The expected output is the set of lines below beginning at the one that contains "x=1050, y=809" and ending at the final line, reproduced exactly.

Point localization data
______

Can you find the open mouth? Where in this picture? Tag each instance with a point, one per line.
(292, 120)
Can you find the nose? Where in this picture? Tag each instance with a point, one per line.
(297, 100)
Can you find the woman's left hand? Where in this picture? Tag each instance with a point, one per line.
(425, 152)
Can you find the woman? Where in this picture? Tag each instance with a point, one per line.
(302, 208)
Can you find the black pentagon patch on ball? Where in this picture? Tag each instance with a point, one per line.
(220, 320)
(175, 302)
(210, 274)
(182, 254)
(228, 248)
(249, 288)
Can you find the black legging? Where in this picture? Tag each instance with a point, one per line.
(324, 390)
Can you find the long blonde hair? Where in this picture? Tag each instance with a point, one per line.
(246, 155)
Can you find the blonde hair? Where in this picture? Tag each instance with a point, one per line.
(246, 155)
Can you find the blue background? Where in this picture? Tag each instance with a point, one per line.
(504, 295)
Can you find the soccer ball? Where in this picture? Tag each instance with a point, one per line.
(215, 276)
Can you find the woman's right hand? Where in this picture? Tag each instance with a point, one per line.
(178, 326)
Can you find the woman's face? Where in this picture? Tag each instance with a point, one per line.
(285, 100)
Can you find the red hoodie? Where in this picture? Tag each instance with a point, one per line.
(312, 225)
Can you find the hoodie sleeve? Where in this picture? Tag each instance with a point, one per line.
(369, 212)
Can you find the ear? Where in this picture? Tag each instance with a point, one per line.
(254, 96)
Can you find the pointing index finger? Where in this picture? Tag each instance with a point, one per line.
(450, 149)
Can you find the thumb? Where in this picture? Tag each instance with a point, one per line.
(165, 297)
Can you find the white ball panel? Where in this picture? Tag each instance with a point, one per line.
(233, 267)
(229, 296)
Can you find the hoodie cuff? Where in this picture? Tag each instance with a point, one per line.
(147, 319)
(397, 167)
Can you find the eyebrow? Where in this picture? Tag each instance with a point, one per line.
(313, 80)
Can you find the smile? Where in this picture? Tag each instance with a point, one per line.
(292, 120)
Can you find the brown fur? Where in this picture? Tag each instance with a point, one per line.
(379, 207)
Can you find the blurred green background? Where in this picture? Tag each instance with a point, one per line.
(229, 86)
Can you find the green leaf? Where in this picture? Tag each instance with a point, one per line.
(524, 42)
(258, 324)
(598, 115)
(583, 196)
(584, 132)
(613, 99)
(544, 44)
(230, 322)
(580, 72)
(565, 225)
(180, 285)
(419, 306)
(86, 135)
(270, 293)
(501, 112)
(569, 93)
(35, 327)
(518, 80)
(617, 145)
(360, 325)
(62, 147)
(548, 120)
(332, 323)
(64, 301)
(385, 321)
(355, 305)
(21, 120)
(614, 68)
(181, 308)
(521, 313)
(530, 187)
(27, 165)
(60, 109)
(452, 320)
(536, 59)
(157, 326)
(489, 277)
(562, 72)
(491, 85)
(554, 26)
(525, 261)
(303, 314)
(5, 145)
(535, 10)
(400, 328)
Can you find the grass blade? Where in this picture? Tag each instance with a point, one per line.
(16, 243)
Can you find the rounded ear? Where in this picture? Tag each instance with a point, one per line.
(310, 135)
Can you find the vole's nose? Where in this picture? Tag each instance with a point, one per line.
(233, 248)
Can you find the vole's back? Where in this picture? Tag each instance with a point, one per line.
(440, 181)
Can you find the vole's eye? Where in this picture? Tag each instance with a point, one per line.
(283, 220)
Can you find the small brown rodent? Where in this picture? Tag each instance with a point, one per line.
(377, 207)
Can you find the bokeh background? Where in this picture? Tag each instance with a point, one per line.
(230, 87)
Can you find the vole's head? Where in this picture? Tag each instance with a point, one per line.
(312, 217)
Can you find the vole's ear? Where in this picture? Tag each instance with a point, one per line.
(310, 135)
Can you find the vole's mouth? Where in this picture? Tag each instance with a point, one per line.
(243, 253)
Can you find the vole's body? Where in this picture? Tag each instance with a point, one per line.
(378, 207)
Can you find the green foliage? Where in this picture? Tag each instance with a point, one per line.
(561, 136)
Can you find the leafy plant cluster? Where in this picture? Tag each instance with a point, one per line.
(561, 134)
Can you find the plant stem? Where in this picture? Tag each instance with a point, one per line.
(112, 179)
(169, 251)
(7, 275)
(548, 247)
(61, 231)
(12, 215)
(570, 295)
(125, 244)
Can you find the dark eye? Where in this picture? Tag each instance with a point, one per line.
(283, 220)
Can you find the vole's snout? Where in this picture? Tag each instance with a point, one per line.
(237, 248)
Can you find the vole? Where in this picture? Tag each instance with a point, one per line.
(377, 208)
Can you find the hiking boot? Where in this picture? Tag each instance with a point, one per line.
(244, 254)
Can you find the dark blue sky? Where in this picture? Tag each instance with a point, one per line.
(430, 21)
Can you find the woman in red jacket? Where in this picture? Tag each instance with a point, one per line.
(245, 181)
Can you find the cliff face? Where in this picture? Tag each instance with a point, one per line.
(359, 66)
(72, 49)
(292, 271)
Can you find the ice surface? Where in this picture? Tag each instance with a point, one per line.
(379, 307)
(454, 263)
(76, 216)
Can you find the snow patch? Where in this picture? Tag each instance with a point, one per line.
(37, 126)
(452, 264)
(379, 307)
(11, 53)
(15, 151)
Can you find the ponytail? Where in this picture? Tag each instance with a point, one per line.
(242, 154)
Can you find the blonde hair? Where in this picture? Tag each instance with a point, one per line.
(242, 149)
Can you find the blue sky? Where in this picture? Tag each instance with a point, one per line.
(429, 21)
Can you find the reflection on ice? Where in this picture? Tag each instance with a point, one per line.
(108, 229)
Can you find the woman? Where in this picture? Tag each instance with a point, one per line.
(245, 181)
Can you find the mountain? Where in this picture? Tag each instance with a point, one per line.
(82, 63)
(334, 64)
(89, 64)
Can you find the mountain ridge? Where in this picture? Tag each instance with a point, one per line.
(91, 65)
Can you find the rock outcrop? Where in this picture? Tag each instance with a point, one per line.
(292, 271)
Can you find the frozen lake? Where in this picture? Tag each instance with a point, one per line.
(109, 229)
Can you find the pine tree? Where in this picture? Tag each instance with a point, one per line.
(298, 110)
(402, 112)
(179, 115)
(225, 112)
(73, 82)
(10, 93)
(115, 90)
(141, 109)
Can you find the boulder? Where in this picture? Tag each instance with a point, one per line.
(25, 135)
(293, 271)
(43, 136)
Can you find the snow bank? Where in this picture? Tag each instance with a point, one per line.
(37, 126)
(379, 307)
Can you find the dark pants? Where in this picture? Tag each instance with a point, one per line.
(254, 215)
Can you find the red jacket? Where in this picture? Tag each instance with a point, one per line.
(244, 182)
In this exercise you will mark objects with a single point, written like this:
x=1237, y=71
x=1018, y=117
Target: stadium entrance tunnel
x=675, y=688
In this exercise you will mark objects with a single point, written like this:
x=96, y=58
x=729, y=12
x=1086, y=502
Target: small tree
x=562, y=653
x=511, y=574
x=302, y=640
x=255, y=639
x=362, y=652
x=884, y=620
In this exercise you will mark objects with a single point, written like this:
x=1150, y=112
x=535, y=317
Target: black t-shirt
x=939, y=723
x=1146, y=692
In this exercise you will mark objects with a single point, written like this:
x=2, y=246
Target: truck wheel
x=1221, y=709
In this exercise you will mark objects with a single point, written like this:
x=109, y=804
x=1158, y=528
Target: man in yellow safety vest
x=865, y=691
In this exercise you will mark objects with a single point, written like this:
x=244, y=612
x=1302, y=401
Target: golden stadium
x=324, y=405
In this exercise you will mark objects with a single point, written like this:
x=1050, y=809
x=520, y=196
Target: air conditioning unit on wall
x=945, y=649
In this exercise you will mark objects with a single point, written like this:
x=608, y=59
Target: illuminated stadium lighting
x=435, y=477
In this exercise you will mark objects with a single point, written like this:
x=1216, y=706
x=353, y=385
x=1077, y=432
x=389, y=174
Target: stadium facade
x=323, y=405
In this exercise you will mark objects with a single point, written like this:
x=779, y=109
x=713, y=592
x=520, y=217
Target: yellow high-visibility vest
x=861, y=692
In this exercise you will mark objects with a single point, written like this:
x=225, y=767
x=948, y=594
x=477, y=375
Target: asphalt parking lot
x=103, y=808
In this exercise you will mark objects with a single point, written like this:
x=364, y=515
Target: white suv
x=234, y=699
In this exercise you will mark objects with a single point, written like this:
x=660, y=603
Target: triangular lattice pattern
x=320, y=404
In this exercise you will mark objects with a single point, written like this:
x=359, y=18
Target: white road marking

______

**Response for this exercise**
x=1050, y=809
x=520, y=196
Target: air conditioning unit on wall
x=945, y=649
In this exercise you will mark objects with a single point, written like this:
x=608, y=59
Target: illuminated stadium lighting
x=435, y=477
In this exercise you will mark objects with a single point, written like this:
x=1216, y=706
x=353, y=385
x=1077, y=432
x=389, y=174
Target: stadium facade
x=323, y=405
In this exercise you will mark objects with a single point, written like this:
x=779, y=109
x=713, y=592
x=520, y=217
Target: yellow high-visibility vest
x=861, y=692
In this exercise you will mark objects with a single point, written like this:
x=225, y=767
x=948, y=594
x=477, y=375
Target: asphalt parking lot
x=103, y=808
In this exercise you will mark objects with a single point, written like this:
x=364, y=515
Target: white suv
x=234, y=699
In this exercise you will mark objects with a single point, written like this:
x=660, y=603
Target: triangular lattice pattern
x=320, y=404
In this exercise you will mark objects with a single point, written like this:
x=359, y=18
Target: white road marking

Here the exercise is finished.